Work required:
Report each line of the data below that contains the string "snow", copying the full line. Matching is case-sensitive.
-- Entries start --
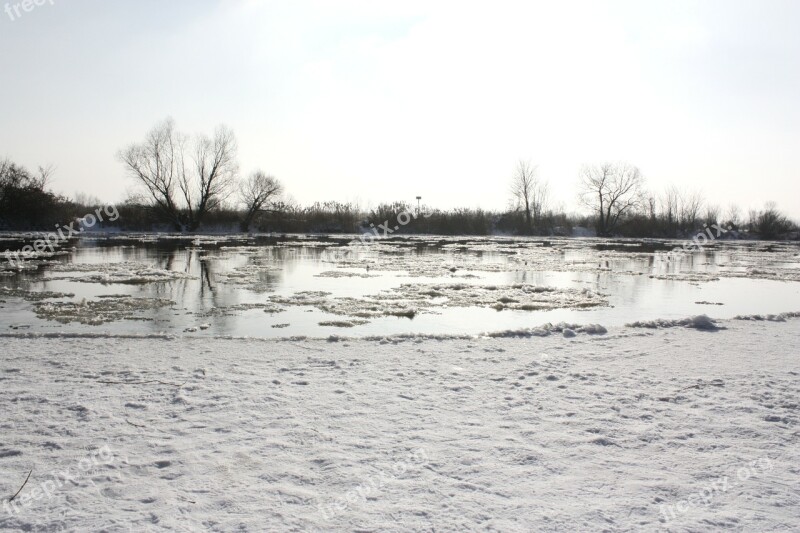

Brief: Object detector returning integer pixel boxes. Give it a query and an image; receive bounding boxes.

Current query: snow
[0,316,800,532]
[627,315,719,331]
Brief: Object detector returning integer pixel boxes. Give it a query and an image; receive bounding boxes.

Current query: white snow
[0,317,800,532]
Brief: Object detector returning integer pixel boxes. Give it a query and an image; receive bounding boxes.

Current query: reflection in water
[0,238,800,337]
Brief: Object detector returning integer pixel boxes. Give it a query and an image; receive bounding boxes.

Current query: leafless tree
[725,204,742,229]
[239,170,283,232]
[580,163,644,235]
[706,205,721,226]
[511,161,549,233]
[661,185,680,230]
[680,191,705,231]
[119,119,238,231]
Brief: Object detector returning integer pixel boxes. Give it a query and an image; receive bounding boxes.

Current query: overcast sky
[0,0,800,219]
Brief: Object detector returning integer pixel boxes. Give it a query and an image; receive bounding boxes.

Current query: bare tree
[661,185,681,231]
[119,119,238,231]
[178,126,239,231]
[511,161,549,233]
[725,204,742,230]
[706,205,722,226]
[239,170,283,232]
[680,191,705,231]
[580,163,644,235]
-- Entries end --
Solution for this problem:
Current query: snow
Current query: white snow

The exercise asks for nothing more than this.